- Task requirements:
Show every line in the records below that contains the string "plate", copying each line in full.
[Start of Provided entries]
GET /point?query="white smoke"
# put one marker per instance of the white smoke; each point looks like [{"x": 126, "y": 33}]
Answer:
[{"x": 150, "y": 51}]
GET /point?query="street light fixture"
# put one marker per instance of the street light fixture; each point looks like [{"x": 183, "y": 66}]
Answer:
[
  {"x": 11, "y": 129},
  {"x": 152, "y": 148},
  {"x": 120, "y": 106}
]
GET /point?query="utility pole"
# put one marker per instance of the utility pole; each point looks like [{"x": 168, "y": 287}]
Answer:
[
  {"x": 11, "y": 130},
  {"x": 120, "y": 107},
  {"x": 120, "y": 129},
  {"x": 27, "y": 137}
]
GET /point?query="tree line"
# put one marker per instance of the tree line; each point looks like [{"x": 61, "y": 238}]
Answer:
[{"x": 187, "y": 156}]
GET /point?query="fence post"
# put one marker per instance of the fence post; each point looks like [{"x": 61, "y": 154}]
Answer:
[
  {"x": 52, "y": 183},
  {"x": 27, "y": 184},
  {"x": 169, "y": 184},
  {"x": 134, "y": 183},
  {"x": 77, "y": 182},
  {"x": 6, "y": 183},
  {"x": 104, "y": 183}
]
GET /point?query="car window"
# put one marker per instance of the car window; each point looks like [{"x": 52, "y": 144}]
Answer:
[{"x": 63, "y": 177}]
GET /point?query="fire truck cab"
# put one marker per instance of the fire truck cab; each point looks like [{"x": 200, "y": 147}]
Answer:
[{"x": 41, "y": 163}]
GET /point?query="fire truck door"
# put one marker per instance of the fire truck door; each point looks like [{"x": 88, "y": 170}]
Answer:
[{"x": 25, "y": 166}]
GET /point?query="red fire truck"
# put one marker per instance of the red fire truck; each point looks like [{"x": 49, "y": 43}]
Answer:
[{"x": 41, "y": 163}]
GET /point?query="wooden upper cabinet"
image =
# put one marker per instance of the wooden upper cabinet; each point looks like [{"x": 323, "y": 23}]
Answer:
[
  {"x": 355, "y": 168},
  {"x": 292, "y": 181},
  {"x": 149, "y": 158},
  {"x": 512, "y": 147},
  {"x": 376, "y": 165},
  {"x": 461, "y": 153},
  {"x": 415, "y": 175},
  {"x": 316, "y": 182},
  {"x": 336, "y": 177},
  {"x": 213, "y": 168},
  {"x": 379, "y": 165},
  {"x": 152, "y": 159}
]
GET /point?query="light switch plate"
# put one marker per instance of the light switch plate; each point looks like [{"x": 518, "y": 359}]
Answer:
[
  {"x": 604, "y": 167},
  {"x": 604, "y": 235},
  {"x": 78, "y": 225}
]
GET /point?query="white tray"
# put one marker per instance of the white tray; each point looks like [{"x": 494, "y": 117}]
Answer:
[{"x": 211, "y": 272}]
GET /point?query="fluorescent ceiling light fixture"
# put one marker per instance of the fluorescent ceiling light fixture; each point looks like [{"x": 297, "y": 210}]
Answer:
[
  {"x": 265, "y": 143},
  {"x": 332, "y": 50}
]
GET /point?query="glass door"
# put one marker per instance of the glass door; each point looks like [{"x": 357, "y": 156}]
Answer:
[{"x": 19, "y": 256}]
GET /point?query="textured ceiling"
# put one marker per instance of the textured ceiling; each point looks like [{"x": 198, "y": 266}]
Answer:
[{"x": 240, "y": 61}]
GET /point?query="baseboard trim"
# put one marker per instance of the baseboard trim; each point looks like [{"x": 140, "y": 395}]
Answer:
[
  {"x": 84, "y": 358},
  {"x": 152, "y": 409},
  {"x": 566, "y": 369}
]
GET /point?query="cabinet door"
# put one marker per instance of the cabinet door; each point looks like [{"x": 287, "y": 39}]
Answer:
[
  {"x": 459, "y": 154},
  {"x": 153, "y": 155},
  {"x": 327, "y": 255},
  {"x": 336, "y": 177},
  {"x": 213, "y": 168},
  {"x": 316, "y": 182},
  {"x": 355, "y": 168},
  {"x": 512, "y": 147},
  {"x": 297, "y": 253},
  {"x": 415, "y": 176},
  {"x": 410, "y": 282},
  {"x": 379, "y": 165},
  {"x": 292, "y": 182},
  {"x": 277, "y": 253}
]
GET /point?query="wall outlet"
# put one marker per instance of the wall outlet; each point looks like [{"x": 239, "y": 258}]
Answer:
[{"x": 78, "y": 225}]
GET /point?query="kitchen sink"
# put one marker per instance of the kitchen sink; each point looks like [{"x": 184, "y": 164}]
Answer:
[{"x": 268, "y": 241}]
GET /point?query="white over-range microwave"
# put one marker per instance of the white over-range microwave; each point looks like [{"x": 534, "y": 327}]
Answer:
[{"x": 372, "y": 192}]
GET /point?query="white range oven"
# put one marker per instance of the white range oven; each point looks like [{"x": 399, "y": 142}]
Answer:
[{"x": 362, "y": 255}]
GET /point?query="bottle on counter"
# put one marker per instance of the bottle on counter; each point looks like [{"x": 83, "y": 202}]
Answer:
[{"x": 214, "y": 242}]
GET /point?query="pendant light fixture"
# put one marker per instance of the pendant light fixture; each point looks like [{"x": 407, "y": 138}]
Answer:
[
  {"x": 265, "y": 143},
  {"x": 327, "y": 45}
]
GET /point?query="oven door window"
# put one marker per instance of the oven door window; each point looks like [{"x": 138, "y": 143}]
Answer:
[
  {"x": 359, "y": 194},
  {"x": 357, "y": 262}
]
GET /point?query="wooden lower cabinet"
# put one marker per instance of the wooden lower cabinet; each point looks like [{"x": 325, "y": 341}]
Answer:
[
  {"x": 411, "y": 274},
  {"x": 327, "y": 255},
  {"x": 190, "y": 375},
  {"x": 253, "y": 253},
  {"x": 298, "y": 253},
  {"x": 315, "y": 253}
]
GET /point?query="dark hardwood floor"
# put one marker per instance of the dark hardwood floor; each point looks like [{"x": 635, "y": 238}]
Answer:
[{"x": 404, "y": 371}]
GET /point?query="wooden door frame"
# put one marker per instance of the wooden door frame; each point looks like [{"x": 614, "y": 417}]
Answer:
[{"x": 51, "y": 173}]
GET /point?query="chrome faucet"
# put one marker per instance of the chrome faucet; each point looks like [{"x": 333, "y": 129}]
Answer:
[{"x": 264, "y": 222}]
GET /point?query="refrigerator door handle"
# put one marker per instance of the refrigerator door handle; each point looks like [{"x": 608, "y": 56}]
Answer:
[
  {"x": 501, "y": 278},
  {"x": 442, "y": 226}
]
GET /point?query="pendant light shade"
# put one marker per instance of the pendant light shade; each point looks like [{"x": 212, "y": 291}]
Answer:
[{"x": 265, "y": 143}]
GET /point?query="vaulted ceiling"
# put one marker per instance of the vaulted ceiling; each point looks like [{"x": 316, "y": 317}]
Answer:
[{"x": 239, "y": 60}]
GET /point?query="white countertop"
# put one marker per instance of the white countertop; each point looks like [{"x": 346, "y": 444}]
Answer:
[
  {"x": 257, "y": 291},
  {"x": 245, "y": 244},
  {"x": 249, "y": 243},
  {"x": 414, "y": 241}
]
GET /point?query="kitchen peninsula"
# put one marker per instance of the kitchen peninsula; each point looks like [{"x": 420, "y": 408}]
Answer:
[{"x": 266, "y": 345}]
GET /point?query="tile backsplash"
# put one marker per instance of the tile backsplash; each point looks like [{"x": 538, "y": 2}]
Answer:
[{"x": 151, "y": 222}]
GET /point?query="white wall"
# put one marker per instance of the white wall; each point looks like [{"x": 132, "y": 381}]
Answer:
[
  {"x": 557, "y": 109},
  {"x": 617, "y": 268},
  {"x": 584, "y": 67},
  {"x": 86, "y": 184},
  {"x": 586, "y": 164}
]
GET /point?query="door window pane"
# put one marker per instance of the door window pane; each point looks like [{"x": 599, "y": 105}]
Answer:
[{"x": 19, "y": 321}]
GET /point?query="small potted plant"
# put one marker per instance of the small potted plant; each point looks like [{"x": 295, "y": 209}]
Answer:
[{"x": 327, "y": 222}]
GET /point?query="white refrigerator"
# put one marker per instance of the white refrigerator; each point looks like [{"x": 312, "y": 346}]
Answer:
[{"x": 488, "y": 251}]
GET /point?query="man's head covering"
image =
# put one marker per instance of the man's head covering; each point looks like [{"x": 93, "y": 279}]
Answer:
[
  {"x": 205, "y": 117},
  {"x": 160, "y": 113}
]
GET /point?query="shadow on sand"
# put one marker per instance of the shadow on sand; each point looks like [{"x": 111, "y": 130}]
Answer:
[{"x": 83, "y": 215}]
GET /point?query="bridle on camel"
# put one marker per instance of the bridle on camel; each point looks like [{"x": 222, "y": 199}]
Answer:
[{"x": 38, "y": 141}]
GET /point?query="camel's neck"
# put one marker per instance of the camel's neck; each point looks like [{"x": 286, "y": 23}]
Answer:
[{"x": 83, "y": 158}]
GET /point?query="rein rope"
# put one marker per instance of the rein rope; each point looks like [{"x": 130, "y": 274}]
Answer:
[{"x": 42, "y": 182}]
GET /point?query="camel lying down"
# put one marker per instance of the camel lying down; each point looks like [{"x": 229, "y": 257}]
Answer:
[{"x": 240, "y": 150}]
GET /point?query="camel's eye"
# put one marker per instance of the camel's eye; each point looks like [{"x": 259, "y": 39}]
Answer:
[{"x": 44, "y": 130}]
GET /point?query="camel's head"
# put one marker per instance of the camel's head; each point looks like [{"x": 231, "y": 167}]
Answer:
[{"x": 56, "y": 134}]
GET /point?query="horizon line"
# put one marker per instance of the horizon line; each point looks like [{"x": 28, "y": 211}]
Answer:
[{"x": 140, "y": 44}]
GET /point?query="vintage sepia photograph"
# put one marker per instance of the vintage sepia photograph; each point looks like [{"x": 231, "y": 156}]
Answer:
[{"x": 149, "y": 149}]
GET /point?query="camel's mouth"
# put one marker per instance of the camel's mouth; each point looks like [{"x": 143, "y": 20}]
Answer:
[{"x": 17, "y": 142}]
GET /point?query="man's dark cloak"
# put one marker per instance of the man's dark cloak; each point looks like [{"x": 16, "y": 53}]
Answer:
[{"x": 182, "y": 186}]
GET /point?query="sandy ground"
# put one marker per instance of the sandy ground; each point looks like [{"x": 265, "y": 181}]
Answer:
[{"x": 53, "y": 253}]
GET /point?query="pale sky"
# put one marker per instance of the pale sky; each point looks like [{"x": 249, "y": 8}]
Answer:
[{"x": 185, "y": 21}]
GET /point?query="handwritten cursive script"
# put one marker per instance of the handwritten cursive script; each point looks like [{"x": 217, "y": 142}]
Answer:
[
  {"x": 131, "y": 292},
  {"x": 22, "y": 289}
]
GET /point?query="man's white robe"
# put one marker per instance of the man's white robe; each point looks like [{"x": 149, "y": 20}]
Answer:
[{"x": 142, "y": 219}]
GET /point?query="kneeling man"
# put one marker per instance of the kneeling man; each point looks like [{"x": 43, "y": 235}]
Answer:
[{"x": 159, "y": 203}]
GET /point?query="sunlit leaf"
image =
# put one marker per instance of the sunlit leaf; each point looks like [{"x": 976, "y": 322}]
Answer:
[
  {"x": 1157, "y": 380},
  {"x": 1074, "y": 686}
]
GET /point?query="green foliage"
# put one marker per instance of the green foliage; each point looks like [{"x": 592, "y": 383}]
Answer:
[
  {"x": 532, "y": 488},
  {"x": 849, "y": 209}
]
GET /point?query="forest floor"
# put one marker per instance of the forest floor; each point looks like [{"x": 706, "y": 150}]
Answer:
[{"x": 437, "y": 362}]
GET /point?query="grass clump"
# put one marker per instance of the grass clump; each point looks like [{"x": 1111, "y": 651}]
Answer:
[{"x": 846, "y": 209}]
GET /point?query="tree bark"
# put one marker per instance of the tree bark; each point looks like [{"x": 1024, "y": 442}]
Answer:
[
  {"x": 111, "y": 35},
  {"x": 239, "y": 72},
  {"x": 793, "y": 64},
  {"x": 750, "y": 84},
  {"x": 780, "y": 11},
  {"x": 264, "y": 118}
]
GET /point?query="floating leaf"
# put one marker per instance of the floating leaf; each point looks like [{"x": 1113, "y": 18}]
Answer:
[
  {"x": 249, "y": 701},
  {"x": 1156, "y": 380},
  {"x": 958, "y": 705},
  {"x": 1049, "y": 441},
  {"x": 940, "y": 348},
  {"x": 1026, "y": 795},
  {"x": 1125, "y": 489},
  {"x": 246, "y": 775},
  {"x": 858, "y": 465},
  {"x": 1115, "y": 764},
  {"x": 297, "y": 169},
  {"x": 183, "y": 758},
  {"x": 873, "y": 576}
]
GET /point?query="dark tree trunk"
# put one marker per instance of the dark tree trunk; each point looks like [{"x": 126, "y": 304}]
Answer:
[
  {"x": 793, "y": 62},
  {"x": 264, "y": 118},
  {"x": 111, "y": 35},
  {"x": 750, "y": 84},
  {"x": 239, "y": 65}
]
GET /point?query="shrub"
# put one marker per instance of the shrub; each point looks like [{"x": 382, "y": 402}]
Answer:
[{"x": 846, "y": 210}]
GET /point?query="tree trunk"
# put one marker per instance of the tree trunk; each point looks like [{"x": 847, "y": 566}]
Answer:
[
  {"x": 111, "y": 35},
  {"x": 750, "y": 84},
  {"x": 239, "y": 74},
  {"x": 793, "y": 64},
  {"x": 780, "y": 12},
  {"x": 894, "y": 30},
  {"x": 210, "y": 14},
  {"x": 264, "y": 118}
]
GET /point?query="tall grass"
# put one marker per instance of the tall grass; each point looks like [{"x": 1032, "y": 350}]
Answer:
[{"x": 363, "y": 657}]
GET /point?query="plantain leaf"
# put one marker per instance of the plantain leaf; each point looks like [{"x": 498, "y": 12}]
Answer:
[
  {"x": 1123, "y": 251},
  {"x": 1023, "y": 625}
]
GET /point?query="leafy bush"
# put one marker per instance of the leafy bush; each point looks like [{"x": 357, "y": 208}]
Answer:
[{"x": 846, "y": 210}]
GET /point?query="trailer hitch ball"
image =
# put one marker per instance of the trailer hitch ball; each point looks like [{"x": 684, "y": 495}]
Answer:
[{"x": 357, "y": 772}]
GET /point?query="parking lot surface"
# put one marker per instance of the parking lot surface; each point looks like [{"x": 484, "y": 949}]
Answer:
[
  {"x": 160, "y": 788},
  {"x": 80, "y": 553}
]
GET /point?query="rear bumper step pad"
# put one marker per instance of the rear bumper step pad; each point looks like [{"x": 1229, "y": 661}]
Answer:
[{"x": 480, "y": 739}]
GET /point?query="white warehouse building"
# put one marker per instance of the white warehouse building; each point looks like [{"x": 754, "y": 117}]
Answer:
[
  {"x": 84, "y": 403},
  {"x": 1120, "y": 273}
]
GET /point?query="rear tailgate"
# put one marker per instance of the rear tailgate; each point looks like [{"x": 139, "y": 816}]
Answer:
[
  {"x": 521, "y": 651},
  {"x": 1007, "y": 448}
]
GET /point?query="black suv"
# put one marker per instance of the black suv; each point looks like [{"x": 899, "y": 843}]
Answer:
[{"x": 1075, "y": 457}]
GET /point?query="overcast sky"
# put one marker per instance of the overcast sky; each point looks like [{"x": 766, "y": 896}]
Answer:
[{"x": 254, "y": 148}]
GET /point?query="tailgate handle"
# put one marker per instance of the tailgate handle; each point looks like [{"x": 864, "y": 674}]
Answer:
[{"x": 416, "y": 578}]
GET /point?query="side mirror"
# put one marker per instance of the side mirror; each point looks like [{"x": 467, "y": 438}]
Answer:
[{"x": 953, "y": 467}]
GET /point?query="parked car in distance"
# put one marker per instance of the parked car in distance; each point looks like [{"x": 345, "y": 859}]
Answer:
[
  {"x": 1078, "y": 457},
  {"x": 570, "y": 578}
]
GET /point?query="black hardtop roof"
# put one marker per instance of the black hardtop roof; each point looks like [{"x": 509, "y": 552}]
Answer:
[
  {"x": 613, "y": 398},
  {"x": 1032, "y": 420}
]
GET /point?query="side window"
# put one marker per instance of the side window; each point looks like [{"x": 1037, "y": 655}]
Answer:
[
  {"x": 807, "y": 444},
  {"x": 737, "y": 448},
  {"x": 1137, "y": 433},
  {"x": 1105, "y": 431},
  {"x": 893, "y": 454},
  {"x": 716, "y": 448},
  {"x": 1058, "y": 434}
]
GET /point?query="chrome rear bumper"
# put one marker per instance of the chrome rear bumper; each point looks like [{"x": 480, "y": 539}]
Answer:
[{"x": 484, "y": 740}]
[End of Provided entries]
- Exercise response:
GET /point?query="light switch plate"
# put one marker per instance of the light switch plate; each point looks like [{"x": 518, "y": 359}]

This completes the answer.